_Work to be completed_:
Below are several entries. Transcribe exactly those lines that fall from the one with "Confirm every instance of the black and" through the one with "Confirm every instance of the white and", end lines included.
┌─ Extracted information
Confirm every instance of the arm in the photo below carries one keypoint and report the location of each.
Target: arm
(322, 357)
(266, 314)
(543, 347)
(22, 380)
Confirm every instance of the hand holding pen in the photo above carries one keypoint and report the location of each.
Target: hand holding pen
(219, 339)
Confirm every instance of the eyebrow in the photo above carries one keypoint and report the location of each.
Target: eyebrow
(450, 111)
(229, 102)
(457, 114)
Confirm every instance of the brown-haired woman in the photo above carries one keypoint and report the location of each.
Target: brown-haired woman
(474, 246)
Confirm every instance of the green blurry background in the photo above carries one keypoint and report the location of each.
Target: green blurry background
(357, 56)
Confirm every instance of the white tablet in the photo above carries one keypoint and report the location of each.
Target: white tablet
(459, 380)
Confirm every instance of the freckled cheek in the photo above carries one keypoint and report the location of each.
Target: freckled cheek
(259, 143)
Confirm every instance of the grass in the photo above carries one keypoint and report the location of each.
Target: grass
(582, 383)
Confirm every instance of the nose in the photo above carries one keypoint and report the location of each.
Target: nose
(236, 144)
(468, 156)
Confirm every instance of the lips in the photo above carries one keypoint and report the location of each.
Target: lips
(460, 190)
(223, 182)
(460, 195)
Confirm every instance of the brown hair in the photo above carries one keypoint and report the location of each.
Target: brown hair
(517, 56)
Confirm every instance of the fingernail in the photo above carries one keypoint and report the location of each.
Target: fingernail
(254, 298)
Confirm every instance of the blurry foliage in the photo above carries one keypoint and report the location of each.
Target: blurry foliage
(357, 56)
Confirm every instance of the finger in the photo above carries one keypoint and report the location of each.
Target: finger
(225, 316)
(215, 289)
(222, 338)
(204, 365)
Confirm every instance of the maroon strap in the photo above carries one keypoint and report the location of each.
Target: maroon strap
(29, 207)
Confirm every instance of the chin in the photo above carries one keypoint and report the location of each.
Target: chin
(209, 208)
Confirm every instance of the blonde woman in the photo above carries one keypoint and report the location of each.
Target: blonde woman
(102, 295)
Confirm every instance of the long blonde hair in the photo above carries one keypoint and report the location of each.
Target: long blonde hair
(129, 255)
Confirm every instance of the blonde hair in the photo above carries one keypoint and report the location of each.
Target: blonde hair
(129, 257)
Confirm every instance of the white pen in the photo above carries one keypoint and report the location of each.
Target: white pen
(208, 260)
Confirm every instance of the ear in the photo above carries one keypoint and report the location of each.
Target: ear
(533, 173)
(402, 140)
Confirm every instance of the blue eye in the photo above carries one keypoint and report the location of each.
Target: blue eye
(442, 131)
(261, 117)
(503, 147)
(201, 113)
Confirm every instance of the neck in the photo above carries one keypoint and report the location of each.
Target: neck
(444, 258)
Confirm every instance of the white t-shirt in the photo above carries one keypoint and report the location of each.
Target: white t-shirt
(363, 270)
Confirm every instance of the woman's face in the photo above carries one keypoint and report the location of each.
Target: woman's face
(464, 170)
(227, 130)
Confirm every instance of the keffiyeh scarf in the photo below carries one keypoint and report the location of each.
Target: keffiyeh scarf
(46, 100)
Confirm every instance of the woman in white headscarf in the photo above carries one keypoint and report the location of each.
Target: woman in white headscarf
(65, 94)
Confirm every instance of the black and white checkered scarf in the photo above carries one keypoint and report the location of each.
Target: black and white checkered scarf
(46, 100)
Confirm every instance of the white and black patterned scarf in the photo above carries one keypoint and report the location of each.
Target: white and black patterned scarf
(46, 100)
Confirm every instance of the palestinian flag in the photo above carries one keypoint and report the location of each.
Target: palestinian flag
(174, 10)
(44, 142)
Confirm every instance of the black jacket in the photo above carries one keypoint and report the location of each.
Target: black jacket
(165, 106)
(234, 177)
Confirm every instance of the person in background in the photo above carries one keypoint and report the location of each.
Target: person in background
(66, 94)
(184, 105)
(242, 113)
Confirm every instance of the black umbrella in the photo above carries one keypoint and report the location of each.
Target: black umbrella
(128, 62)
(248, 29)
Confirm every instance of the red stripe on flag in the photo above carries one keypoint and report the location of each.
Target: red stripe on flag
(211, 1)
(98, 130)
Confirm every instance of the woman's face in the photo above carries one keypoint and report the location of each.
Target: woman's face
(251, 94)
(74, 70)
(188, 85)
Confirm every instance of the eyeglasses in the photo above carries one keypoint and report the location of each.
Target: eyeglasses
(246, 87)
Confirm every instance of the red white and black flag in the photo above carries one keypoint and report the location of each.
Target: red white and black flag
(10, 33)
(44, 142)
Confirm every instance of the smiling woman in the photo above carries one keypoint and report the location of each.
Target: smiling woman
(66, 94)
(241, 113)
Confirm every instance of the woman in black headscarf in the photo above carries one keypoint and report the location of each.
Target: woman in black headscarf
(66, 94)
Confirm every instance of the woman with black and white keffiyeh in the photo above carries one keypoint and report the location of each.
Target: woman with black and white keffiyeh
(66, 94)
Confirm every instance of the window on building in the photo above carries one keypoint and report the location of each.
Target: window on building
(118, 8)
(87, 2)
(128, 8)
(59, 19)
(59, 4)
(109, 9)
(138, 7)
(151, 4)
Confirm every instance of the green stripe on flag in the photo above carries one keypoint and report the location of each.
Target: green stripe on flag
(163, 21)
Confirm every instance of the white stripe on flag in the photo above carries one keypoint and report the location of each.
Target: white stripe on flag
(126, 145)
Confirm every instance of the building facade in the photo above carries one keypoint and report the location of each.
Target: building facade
└─
_Output for this exercise_:
Confirm every instance of the black and white checkered scarf in the photo above carries one keypoint and report the location of each.
Target: black and white checkered scarf
(46, 100)
Confirm every instance of the white and black patterned scarf in the photo above carries one keypoint and report the location of each.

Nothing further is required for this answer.